_Written instruction A:_ In the listing, reproduce the stretch from the line containing "Objective — one point per instance of the black athletic" through the line containing "Target: black athletic shorts", substituting "running shorts" for "athletic shorts" and leaving everything else unchanged.

--- Text segment ---

Again, designing systems, especially distributed systems is an enormously complex thing. It is well beyond the scope of this talk, or a book that I'm writing, or anything I really hope to have to deal with in my lifetime.
Typically, when I come up against a topic like this, I try to go and recommend a very canonical book for this. The closest thing I'm aware of is the book, "Distributed Algorithms," by Nancy Lynch, which is an extremely comprehensive coverage of the theoretical results in Systems Theory research.
What it doesn't do and what no book I'm aware of does is give a voice to the intuition that you gain from working on distributed systems for a decade or more. I wish this book existed, because I'd love to be able to recommend it. I'd love to be able to put it in my book as the reference people should go to look for. If anyone's aware of such a thing, please come share it with me.
I think that if it doesn't exist, then this is a clear fact in our industry that this should exist, because this is knowledge that people gain and which is often communicated through gestures and whiteboard diagrams as opposed to a really formal vocabulary that can translate outside of that one very local context where they're having that conversation.
Again, we compose functions to create processes. Processes are the unit that is hardened against this environment, which interacts with this environment and which is actually reusable on its own in different contexts. Often we have to go to compose these processes into systems. That's all I have for you guys. Thank you.
[applause]
Eric: You made an assertion near the beginning of the talk that we need a radically simplified software stack, something like that.
Zach: No. I said, "In order for us to be able to create systems which are both fast and reliably so that they never go above some sort of threshold."
You'll see this in some embedded systems, real-time operating systems, which basically eschew all of the stuff that we generally associate with personal computing, because all those ossified layers mean that we are no longer involved with the system like that, which means that we can no longer guarantee that issues won't arise.
What I was saying was not that we need to radically simplify this but if for some reason you have to do this you would have to. I think that in practice most people don't, that it's not a rabbit hole you should go down and instead you should just learn to be more pessimistic.
[laughter]
Eric: We have a question from Peter. You mentioned naming and that it's one of the hardest things and that we should study naming. How does one go about it?
Zach: Buy another book.
[laughter]
Zach: Seriously. The book is called, Elements of Clojure, again the first chapter is available for free, it is called, "Names," and it is my attempt to go and take the most relevant parts of analytic philosophy and apply them within the context of software. That's the best answer I have.

--- Entries shown ---

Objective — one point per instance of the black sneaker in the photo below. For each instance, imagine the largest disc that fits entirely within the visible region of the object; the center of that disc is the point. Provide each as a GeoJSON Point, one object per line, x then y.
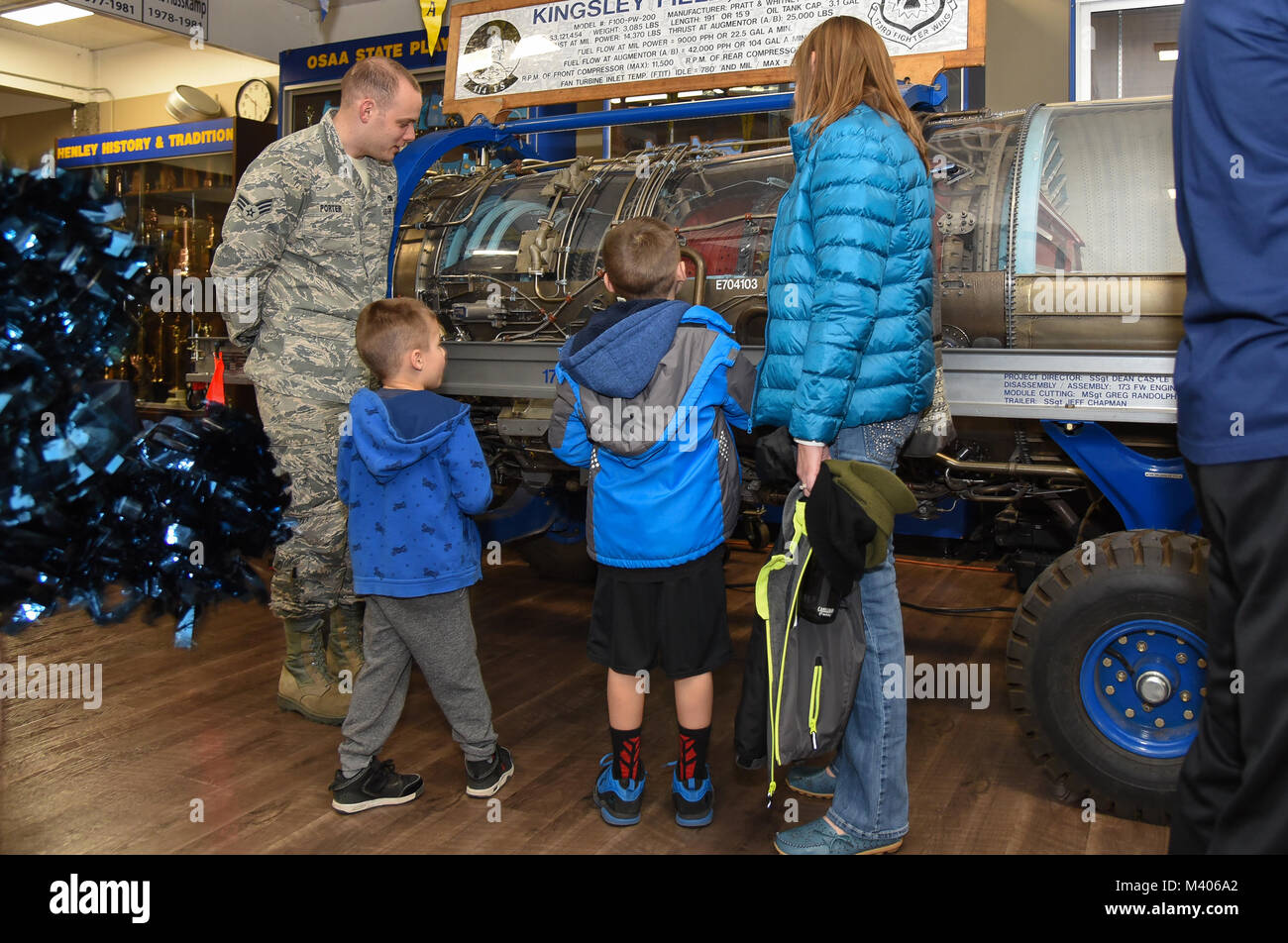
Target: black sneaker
{"type": "Point", "coordinates": [695, 798]}
{"type": "Point", "coordinates": [376, 785]}
{"type": "Point", "coordinates": [618, 800]}
{"type": "Point", "coordinates": [485, 777]}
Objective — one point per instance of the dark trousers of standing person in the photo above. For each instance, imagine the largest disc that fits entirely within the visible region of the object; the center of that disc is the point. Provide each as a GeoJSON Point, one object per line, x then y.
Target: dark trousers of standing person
{"type": "Point", "coordinates": [1233, 795]}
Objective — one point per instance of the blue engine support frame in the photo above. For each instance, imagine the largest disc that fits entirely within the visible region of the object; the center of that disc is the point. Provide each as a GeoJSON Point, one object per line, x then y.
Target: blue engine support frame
{"type": "Point", "coordinates": [1149, 493]}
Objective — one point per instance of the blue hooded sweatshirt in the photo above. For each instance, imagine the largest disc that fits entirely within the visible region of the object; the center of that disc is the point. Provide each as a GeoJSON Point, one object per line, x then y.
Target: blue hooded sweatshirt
{"type": "Point", "coordinates": [410, 472]}
{"type": "Point", "coordinates": [1232, 210]}
{"type": "Point", "coordinates": [648, 392]}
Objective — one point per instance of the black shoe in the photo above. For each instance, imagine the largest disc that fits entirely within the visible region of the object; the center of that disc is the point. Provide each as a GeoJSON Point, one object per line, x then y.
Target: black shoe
{"type": "Point", "coordinates": [618, 800]}
{"type": "Point", "coordinates": [376, 785]}
{"type": "Point", "coordinates": [485, 777]}
{"type": "Point", "coordinates": [695, 798]}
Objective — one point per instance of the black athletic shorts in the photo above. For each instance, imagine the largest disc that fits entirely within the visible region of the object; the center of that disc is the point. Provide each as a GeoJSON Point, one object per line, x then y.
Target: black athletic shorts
{"type": "Point", "coordinates": [678, 609]}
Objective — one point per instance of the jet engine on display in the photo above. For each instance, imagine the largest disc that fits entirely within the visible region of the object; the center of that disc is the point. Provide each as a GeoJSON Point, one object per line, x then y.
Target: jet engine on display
{"type": "Point", "coordinates": [1059, 288]}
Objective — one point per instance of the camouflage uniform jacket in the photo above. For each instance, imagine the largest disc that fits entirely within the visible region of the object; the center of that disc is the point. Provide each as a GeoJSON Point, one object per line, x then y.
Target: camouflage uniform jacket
{"type": "Point", "coordinates": [317, 247]}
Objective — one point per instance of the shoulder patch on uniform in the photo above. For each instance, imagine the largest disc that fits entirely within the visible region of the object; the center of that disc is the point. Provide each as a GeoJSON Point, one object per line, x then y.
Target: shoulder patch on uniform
{"type": "Point", "coordinates": [250, 210]}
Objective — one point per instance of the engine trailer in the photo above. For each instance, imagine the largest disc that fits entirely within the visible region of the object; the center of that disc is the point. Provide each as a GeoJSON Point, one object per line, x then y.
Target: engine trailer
{"type": "Point", "coordinates": [1059, 290]}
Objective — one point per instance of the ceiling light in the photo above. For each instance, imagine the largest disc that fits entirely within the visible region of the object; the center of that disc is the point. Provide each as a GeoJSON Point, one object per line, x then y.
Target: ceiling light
{"type": "Point", "coordinates": [44, 14]}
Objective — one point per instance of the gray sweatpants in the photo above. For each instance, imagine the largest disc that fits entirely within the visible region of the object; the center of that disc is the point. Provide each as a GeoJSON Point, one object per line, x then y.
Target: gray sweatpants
{"type": "Point", "coordinates": [436, 631]}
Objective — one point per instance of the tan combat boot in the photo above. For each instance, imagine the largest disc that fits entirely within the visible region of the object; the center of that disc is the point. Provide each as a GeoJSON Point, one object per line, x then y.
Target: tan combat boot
{"type": "Point", "coordinates": [344, 647]}
{"type": "Point", "coordinates": [305, 684]}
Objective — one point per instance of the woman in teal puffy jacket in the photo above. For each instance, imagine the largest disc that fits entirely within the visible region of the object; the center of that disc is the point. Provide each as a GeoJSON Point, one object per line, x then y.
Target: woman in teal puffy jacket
{"type": "Point", "coordinates": [849, 367]}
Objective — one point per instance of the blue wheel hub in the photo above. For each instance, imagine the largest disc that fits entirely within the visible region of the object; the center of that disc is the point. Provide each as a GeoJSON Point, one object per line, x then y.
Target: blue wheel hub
{"type": "Point", "coordinates": [1142, 684]}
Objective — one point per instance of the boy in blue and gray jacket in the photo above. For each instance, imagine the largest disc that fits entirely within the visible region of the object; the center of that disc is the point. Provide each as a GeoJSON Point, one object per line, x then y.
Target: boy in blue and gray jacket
{"type": "Point", "coordinates": [647, 393]}
{"type": "Point", "coordinates": [410, 472]}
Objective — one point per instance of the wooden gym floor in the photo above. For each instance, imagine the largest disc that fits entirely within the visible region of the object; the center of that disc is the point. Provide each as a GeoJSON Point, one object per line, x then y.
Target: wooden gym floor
{"type": "Point", "coordinates": [183, 725]}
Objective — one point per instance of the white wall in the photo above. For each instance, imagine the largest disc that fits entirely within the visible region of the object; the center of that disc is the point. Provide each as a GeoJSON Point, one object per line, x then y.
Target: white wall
{"type": "Point", "coordinates": [266, 27]}
{"type": "Point", "coordinates": [50, 63]}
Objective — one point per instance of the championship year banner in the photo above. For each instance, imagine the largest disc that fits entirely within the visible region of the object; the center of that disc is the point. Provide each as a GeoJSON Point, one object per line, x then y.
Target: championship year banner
{"type": "Point", "coordinates": [184, 17]}
{"type": "Point", "coordinates": [511, 52]}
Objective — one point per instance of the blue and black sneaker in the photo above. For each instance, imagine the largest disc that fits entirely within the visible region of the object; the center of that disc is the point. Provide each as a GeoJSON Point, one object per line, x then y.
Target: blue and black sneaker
{"type": "Point", "coordinates": [618, 800]}
{"type": "Point", "coordinates": [695, 798]}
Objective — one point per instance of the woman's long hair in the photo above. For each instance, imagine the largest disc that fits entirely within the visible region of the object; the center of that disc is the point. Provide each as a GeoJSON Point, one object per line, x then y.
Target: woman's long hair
{"type": "Point", "coordinates": [851, 65]}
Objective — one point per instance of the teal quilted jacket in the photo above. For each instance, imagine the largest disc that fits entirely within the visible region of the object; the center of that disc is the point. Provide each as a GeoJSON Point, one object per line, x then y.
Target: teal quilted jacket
{"type": "Point", "coordinates": [848, 340]}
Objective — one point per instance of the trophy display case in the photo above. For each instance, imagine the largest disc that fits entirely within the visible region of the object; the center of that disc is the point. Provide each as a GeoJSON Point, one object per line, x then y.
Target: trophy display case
{"type": "Point", "coordinates": [175, 201]}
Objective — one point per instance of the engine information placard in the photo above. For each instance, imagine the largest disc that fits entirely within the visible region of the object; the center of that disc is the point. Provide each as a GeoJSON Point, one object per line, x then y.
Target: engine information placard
{"type": "Point", "coordinates": [585, 44]}
{"type": "Point", "coordinates": [1106, 385]}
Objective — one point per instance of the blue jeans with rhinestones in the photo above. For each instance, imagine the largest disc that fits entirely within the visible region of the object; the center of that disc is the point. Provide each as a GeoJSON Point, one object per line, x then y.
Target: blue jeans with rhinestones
{"type": "Point", "coordinates": [871, 798]}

---

_Written instruction B:_ In the talk transcript on distributed systems, which book does Zach tell people to buy when asked how to study naming?

_Result A:_
Objective — one point per instance of the black running shorts in the photo above. For each instance, imagine the largest disc that fits entirely within the visible region of the object; the center of that disc is the point. Provide each as a GeoJSON Point, one object per line, x then y.
Target: black running shorts

_Result B:_ Elements of Clojure.